▶ [REQUEST]:
Every entry should be repeated exactly. Omit the pictures.

------------------------------------------------------------

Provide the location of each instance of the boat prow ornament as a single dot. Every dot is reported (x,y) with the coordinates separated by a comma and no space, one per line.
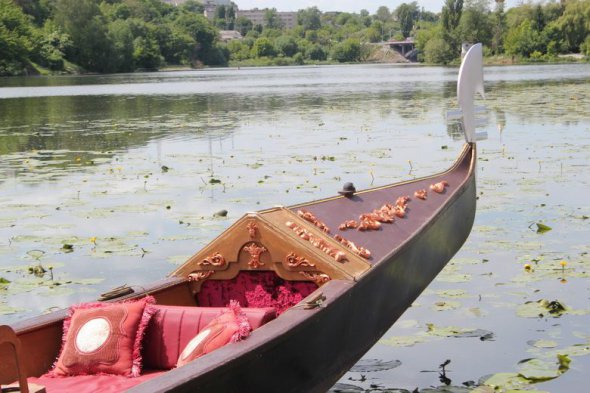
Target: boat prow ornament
(470,81)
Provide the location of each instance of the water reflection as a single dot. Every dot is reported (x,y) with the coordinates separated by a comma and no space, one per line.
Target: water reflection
(90,166)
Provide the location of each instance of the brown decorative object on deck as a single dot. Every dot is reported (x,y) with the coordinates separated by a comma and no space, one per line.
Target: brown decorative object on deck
(252,229)
(361,251)
(317,242)
(293,260)
(439,187)
(319,278)
(216,260)
(308,216)
(349,224)
(421,194)
(200,276)
(255,251)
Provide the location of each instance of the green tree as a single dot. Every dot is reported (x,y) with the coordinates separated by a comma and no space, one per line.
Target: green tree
(498,22)
(523,40)
(286,45)
(347,51)
(243,25)
(121,36)
(201,31)
(85,24)
(438,51)
(316,52)
(263,47)
(450,19)
(451,15)
(146,53)
(383,14)
(16,38)
(38,9)
(407,15)
(475,24)
(575,24)
(271,19)
(310,18)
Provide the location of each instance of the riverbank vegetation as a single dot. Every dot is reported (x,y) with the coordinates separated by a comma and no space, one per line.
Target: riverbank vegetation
(127,35)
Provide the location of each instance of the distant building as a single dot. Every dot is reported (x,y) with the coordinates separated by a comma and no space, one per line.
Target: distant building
(204,2)
(229,35)
(288,19)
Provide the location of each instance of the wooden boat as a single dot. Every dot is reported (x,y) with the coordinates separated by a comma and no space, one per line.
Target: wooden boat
(335,290)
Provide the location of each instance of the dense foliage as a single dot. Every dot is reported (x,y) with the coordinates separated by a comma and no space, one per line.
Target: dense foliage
(127,35)
(105,36)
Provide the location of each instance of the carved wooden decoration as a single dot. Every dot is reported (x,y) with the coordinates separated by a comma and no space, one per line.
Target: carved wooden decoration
(252,229)
(255,251)
(317,242)
(200,276)
(319,278)
(216,260)
(293,260)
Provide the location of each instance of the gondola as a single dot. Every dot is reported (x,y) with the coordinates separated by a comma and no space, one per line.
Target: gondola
(317,283)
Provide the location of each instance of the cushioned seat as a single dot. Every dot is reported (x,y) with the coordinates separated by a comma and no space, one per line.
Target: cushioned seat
(92,383)
(172,327)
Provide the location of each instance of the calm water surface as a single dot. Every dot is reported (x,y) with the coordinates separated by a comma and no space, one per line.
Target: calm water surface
(127,171)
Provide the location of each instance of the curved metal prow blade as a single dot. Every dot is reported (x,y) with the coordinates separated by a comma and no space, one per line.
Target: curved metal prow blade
(470,81)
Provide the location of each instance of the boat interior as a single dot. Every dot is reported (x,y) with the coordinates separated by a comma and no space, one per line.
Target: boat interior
(269,262)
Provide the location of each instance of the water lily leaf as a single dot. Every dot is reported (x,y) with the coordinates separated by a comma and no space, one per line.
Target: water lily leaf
(36,254)
(403,341)
(537,370)
(6,309)
(564,362)
(504,381)
(542,228)
(542,343)
(453,293)
(178,259)
(372,365)
(445,306)
(541,308)
(346,388)
(453,331)
(446,389)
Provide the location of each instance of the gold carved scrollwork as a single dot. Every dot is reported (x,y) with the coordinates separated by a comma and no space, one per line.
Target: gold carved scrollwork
(319,278)
(200,276)
(216,260)
(252,229)
(255,251)
(294,260)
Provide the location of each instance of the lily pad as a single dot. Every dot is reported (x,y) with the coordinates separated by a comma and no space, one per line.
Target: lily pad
(541,308)
(403,341)
(542,228)
(372,365)
(504,381)
(542,343)
(538,370)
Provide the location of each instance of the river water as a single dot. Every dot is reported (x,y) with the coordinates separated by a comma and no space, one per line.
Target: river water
(107,180)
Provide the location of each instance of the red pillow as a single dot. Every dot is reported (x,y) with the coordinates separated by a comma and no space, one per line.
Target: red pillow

------------------------------------------------------------

▶ [RESULT OF THIS TASK]:
Provide the location of each instance of the boat prow ornament as a single dot. Every dot is reported (x,y) with the coordinates separated by a comma and no space, one per line.
Target: boat prow ornament
(470,81)
Provide the location of each instance of the water reflection as a single dot. Every dot is reported (x,y) with the coordinates separated by a comma and no space, one per line.
Target: water reflection
(90,166)
Provide the location of each instance of the brown decorative object on deck as a single dot. Every dot is reported (x,y) with the coordinates separated by a comma and no space, one per line.
Target: brown decorative object on deck
(252,229)
(361,251)
(317,242)
(293,260)
(439,187)
(319,278)
(216,260)
(308,216)
(349,224)
(421,194)
(200,276)
(255,251)
Provide the location of each instance of the green tree as a single dot. Every dot is reported (x,y) with the coordinates separated by a comma and no space, one per line.
Target: green tree
(498,22)
(523,40)
(286,45)
(347,51)
(243,25)
(121,36)
(201,31)
(85,24)
(438,51)
(316,52)
(263,47)
(450,19)
(451,15)
(146,53)
(383,14)
(16,38)
(38,9)
(407,15)
(475,24)
(575,24)
(271,19)
(310,18)
Provide the location of each instance of the riverbank vegetation as a single dot. Every dot is reported (x,y) with the coordinates separated by a comma and no space, one per line.
Target: riverbank vegetation
(127,35)
Provide the location of each instance of the distant building as a single dot. Every dot is reported (x,y) with the coordinates separated by a comma and no space, one per line.
Target: distant building
(204,2)
(229,35)
(288,19)
Provide the location of each instance of the wooden boat as a single dot. Every dot is reported (x,y) with the coordinates separated by a comma and no space, one per line.
Target: wooden boat
(335,290)
Provide the location of each instance of the dense foliage as a single dot. Every dot is reported (x,y) with the coordinates separated by a comma and no space, one per line.
Target: dense foliage
(127,35)
(105,36)
Provide the location of each instance of the carved wooden decoration as a single dot. Every dot is reported (x,y) with the coordinates separated by a comma and no space, one per line.
Target: carved wooden decoration
(252,229)
(255,251)
(317,242)
(200,276)
(319,278)
(216,260)
(293,260)
Provide the location of each instance of the gondola as a single dot. Every dot is reported (x,y) with the coordinates separated by a comma and no space, one per line.
Target: gondola
(317,283)
Provide the location of each instance of the cushioned seat as a single dot. Every dot is reported (x,y) with the coordinates separated by a comma and no space, one per line.
Target: cushioned seat
(92,383)
(172,327)
Provide the location of each instance of the calm water surface as a single dot. Every dot is reported (x,y) with the coordinates separated by a comma and no space, one per line.
Target: calm water surface
(127,171)
Provide the location of each instance of the curved metal prow blade as a single dot. Every dot is reported (x,y) with the coordinates separated by a comma and no space, one per line.
Target: curved metal prow blade
(470,81)
Provide the location of each instance of the boat interior as a single dot. Every dot is reported (x,y) with the coordinates separated by a comma and no space, one per line.
Target: boat interior
(269,262)
Provide the location of each instance of the water lily leaf as a single dot. Every dot is reported (x,y) with the coordinates separated by a comma and no space, one per line.
Target: water lily leaf
(36,254)
(403,341)
(537,370)
(6,309)
(564,362)
(504,381)
(542,228)
(542,343)
(453,293)
(178,259)
(372,365)
(445,306)
(541,308)
(346,388)
(453,331)
(446,389)
Provide the location of each instance of the gold carved scrollwork as a single dot. Every dot is reported (x,y) with the coordinates separated by a comma and no space, one per line.
Target: gold carved scrollwork
(319,278)
(200,276)
(216,260)
(252,229)
(255,251)
(294,260)
Provide the location of each instance of the lily pad as a single dot. Every dot is reported (x,y) with the coordinates separated by a comma and no space, one per line.
Target: lily pad
(541,308)
(403,341)
(542,228)
(372,365)
(504,381)
(542,343)
(538,370)
Provide the location of each instance of the river water as a single dot. Every dot is reported (x,y) with the coordinates separated by a comma and no space, one per line.
Target: river water
(107,180)
Provide the location of each instance of the red pillow as a single dot. Every dot is reported (x,y) with the coordinates separated by a comma and no space, one per line.
Target: red pillow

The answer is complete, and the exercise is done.